Records provided ::
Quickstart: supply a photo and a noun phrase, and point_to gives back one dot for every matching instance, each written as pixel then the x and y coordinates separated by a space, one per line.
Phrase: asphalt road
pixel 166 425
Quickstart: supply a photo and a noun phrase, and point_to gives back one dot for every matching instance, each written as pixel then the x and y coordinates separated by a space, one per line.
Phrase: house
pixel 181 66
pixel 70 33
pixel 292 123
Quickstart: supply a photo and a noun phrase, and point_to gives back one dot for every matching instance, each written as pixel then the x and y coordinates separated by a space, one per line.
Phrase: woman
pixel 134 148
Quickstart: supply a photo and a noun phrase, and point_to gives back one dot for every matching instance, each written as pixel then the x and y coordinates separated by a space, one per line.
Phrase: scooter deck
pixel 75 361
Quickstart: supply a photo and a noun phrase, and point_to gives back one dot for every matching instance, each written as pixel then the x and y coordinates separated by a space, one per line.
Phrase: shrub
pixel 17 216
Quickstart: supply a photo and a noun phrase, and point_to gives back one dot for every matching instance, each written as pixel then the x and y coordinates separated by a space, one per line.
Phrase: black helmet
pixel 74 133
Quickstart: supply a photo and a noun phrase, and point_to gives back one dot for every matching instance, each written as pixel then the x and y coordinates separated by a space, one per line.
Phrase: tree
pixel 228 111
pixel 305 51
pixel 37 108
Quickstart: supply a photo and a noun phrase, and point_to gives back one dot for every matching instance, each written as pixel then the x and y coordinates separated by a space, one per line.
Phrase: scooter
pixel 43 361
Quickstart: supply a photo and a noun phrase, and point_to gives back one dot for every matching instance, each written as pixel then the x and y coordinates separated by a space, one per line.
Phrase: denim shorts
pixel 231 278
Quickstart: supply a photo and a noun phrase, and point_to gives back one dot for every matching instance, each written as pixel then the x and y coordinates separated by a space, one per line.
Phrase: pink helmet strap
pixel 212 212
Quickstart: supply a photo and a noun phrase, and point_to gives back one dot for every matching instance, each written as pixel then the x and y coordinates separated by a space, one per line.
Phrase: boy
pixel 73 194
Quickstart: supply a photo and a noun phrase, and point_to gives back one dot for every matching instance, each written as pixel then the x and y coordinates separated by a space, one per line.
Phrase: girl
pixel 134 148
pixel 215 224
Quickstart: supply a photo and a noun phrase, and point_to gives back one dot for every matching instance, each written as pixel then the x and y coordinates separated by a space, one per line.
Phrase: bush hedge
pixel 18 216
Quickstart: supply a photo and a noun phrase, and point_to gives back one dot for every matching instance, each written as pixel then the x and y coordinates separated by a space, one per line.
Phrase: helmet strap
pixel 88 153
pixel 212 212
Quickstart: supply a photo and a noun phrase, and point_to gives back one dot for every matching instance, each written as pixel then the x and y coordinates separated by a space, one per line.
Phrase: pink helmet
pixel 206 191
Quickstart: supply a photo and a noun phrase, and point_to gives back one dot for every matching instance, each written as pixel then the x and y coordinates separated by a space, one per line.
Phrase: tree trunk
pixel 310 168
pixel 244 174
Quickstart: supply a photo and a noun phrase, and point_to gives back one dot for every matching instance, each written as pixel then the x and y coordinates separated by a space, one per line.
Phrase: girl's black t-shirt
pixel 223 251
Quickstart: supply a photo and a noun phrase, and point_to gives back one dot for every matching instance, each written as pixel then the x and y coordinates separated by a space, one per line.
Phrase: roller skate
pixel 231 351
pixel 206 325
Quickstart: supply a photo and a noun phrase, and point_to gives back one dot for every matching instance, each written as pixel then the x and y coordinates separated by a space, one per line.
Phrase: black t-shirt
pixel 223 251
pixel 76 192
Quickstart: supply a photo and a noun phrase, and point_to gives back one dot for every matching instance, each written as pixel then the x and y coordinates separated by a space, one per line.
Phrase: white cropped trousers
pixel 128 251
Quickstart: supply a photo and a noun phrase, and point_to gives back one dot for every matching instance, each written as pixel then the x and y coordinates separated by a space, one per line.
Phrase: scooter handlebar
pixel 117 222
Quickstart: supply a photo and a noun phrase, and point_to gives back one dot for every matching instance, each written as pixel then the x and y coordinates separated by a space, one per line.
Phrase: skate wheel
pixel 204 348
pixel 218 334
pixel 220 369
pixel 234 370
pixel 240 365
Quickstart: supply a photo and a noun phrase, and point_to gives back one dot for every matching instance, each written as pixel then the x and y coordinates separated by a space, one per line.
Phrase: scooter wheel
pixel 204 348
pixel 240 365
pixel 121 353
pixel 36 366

The exercise ::
Rewrite the items above, from the first line through the line holding "pixel 166 425", inclusive, with every x and y coordinate in the answers raised by 46. Keep the requests word for word.

The response ::
Quickstart: supply a photo and a noun phrase, and point_to gives back one dot for every matching instance, each written as pixel then the x and y coordinates separated by a space, one per line.
Phrase: asphalt road
pixel 212 471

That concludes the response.